Try it:
Across the records that follow, give the number of lines containing the word "blurred" and nothing else.

[Referring expression pointing data]

· · · · · · ·

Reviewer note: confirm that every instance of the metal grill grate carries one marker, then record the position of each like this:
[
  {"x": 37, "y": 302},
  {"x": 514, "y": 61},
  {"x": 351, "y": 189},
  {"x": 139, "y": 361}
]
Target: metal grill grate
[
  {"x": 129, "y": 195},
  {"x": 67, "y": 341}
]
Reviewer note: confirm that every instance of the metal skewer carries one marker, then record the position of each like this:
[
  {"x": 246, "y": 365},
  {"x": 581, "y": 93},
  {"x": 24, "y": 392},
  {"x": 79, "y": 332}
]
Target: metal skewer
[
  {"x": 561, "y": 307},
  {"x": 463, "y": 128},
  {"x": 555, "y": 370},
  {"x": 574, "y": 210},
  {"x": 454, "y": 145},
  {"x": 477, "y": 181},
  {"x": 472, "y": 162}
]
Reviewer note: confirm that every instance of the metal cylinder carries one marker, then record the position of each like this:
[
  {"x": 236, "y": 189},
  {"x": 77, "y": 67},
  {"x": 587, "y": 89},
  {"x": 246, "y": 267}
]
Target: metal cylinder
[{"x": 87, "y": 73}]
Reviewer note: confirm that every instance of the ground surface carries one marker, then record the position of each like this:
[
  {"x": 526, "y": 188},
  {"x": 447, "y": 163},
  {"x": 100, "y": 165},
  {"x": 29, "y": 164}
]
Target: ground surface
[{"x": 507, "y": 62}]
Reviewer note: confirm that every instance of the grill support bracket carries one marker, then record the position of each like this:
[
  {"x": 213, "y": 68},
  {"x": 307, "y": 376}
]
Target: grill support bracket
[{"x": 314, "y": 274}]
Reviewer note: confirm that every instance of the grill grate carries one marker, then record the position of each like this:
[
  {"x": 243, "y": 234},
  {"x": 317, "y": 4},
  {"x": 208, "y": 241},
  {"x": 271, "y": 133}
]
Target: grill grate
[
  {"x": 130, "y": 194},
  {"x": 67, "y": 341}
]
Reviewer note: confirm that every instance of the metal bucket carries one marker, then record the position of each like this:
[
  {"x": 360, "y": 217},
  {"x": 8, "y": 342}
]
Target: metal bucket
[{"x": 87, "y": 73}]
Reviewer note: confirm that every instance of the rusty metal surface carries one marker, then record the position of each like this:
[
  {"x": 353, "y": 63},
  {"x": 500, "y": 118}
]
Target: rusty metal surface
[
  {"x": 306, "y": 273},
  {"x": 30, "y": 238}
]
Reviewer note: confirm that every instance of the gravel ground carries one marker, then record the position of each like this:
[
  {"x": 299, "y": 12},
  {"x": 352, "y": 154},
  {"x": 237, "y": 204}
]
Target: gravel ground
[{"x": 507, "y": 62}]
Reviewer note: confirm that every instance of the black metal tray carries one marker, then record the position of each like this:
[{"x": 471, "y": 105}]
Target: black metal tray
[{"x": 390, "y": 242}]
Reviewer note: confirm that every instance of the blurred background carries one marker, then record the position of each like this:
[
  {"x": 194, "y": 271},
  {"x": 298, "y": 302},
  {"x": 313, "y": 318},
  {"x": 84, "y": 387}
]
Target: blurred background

· · · · · · ·

Written answer:
2